Wenn Journalisten schreiben, dann tun sie das in erster Linie für andere. Nicht sie selbst müssen verstehen, worum es geht, da sie sich im idealen Fall bereits ausführlich mit einer Materie auseinander gesetzt haben, sondern dem Leser soll klargemacht werden, worum es sich in diesem oder jenem Zusammenhang handelt (vgl. Schindler: 11). Ferner muss sich jeder Journalist darüber im Klaren sein, für welche Zielgruppe sein Text, sein Beitrag, sein Feature gedacht ist (vgl. Ahlke, Hinkel: 13) Diese Anforderungen sollten für alle Teilbereiche des journalistischen Systems Gültigkeit besitzen, ganz gleich, ob es sich um die Redaktion eines Lokalblattes oder um ein renommiertes Wissenschaftsmagazin handelt. Doch in wie weit kann Sprache überhaupt die Mittel liefern, komplexe Sachverhalte aus der Wissenschaft für den Laien verständlich aufzubereiten, ohne den eigentlichen Tatbestand aus den Augen zu verlieren? In wie weit können unsere sprachlichen Möglichkeiten bestimmten fachlichen Termini gerecht werden und damit den größer werdenden Anspruch nach einem öffentlichen Verständnis von Wissenschaft[1] erfüllen?

■ **Deine Aufgabe**
(a) Für wen schreiben Journalisten laut dem Text über journalistisches Schreiben in erster Linie?
(b) Worüber muss sich jeder Journalist im Klaren sein?
(c) Welche zwei Beispiele für Teilbereiche des journalistischen Systems werden genannt?
Stütze dich nur auf den Text über journalistisches Schreiben.

■ **Auszug Datensatz**
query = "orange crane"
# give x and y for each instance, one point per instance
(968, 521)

■ **Schriftliche Antwort**
(a) Für andere.
(b) Darüber, für welche Zielgruppe sein Text, sein Beitrag, sein Feature gedacht ist.
(c) Die Redaktion eines Lokalblattes und ein renommiertes Wissenschaftsmagazin.